Tarefa a realizar | Por favor, identifique nos dados abaixo todas as linhas que contêm a palavra "long" e copie-as. Diferencie maiúsculas de minúsculas.

· · · ·

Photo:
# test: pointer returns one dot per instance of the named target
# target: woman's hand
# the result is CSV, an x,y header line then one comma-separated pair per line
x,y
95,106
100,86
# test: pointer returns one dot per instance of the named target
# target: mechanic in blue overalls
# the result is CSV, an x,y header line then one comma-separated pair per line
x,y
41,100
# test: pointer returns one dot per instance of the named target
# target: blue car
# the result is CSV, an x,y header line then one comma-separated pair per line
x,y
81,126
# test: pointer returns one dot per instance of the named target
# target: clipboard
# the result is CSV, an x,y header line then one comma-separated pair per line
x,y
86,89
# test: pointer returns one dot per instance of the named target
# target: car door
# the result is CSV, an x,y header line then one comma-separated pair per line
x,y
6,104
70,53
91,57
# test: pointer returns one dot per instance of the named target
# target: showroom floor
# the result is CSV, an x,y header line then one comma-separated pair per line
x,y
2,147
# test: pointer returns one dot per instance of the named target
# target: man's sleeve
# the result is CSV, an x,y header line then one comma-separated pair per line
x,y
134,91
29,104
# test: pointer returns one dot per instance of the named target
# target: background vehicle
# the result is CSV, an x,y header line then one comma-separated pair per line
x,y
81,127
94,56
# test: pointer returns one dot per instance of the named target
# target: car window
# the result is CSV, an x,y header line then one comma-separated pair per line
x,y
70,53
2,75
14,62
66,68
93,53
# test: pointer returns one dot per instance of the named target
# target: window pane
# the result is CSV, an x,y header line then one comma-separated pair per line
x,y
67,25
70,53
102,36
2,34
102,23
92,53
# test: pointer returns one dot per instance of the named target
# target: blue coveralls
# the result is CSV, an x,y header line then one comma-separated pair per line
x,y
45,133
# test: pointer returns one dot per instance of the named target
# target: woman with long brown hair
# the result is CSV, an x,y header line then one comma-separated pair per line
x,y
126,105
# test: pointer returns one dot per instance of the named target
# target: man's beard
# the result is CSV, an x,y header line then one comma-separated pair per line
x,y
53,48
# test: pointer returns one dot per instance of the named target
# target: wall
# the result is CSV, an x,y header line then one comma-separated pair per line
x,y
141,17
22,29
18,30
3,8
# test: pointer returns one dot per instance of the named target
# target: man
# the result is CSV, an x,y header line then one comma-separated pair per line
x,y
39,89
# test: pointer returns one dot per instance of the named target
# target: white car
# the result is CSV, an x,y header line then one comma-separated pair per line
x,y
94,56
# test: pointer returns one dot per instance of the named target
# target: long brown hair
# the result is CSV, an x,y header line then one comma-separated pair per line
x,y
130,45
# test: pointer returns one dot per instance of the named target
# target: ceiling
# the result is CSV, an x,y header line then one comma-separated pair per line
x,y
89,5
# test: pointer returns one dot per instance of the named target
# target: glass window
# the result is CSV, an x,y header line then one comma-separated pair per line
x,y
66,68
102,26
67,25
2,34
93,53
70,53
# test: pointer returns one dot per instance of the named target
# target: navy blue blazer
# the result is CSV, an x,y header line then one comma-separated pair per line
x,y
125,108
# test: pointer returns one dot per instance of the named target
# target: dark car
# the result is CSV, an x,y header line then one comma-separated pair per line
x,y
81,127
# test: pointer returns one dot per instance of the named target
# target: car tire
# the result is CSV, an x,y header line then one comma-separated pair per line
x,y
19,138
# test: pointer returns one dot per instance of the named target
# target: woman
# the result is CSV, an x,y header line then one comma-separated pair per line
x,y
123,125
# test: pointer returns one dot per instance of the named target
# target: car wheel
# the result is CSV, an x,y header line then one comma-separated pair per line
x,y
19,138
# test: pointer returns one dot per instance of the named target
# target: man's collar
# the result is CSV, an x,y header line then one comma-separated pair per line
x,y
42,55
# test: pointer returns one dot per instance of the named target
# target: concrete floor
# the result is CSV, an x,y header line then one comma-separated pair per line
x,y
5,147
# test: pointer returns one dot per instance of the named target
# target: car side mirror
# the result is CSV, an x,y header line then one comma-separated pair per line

· · · ·

Solução do problema |
# target: woman with long brown hair
# target: long brown hair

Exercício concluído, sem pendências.